Com. v. Cooper, W.
303 WDA 2016
| Pa. Super. Ct. | Oct 3, 2016Background
- On April 2, 2015 John Long consigned a distinctive Speed Buggy lunchbox (orange “smiley face” stickers) to Violet’s Auction House for sale; the lunchbox was displayed in the back gallery and on AuctionZip.
- The lunchbox went missing during the auction day; Cooper (an auction employee with key/access) told Long it had been sold.
- Two days later Long saw the same lunchbox listed on a Blair County yard-sale website, arranged to buy it, and Cooper personally handed the lunchbox to Long at the meeting.
- Trooper Jeffrey Hileman interviewed Cooper twice; the second interview was recorded but the recording was later erased because the requested preservation window omitted the interview and department MVRs were taped over after 90 days.
- Cooper was charged with theft by unlawful taking and receiving stolen property; after a bench trial the court convicted him of both offenses (as third-degree misdemeanors) and sentenced him to a $2,000 fine and costs.
- Cooper appealed, arguing (1) insufficiency of the evidence and (2) error in admitting statements from the second interview because the Commonwealth failed to preserve the recording.

○ ○ ○

__Short problem A__
Say whether each statement agrees with the case summary, answering yes or no and quoting the words that decide it: (i) Cooper told Long that the lunchbox had been sold. (ii) Long got the lunchbox back from a seller who mailed it to him. (iii) The recording of Cooper's second interview was preserved.

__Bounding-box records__
○ ○ ○

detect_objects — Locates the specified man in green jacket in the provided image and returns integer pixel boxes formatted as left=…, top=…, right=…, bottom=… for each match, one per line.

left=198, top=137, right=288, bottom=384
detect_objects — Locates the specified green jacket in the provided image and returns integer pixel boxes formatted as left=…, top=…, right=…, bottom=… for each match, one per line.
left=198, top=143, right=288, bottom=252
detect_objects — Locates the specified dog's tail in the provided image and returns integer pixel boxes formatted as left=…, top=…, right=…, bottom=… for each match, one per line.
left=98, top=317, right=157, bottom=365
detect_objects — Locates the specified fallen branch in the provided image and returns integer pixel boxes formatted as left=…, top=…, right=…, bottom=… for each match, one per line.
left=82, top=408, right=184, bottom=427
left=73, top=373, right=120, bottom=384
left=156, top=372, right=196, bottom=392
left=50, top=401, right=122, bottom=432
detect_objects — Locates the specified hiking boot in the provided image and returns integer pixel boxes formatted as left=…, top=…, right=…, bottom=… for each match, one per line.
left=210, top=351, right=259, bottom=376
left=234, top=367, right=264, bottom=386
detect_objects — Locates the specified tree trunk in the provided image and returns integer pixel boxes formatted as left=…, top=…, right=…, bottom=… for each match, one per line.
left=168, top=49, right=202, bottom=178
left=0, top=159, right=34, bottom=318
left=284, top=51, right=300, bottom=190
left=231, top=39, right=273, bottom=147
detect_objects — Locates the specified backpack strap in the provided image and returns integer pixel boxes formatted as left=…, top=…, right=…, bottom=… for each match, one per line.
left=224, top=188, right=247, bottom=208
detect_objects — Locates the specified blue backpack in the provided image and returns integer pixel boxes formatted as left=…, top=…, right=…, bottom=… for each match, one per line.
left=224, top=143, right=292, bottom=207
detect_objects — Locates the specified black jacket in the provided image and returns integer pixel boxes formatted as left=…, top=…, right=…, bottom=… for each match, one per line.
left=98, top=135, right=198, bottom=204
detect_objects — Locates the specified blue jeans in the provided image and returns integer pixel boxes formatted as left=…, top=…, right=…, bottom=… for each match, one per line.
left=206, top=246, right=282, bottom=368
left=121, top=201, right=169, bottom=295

○ ○ ○

__Short problem B__
Write out the lines of the listing starting at the line that contains "detect_objects — Locates the specified green" and ending at the line that contains "left=224, top=143, right=292, bottom=207", both lines included.

__Solution A__
(i) Yes: "Cooper (an auction employee with key/access) told Long it had been sold."
(ii) No: "Cooper personally handed the lunchbox to Long at the meeting."
(iii) No: "the recording was later erased"

__Solution B__
detect_objects — Locates the specified green jacket in the provided image and returns integer pixel boxes formatted as left=…, top=…, right=…, bottom=… for each match, one per line.
left=198, top=143, right=288, bottom=252
detect_objects — Locates the specified dog's tail in the provided image and returns integer pixel boxes formatted as left=…, top=…, right=…, bottom=… for each match, one per line.
left=98, top=317, right=157, bottom=365
detect_objects — Locates the specified fallen branch in the provided image and returns integer pixel boxes formatted as left=…, top=…, right=…, bottom=… for each match, one per line.
left=82, top=408, right=184, bottom=427
left=73, top=373, right=120, bottom=384
left=156, top=372, right=196, bottom=392
left=50, top=401, right=122, bottom=432
detect_objects — Locates the specified hiking boot in the provided image and returns integer pixel boxes formatted as left=…, top=…, right=…, bottom=… for each match, one per line.
left=210, top=351, right=259, bottom=376
left=234, top=367, right=264, bottom=386
detect_objects — Locates the specified tree trunk in the provided image and returns integer pixel boxes formatted as left=…, top=…, right=…, bottom=… for each match, one per line.
left=168, top=49, right=202, bottom=178
left=0, top=159, right=34, bottom=318
left=284, top=51, right=300, bottom=190
left=231, top=39, right=273, bottom=147
detect_objects — Locates the specified backpack strap in the provided image and returns integer pixel boxes formatted as left=…, top=…, right=…, bottom=… for each match, one per line.
left=224, top=188, right=247, bottom=208
detect_objects — Locates the specified blue backpack in the provided image and returns integer pixel boxes formatted as left=…, top=…, right=…, bottom=… for each match, one per line.
left=224, top=143, right=292, bottom=207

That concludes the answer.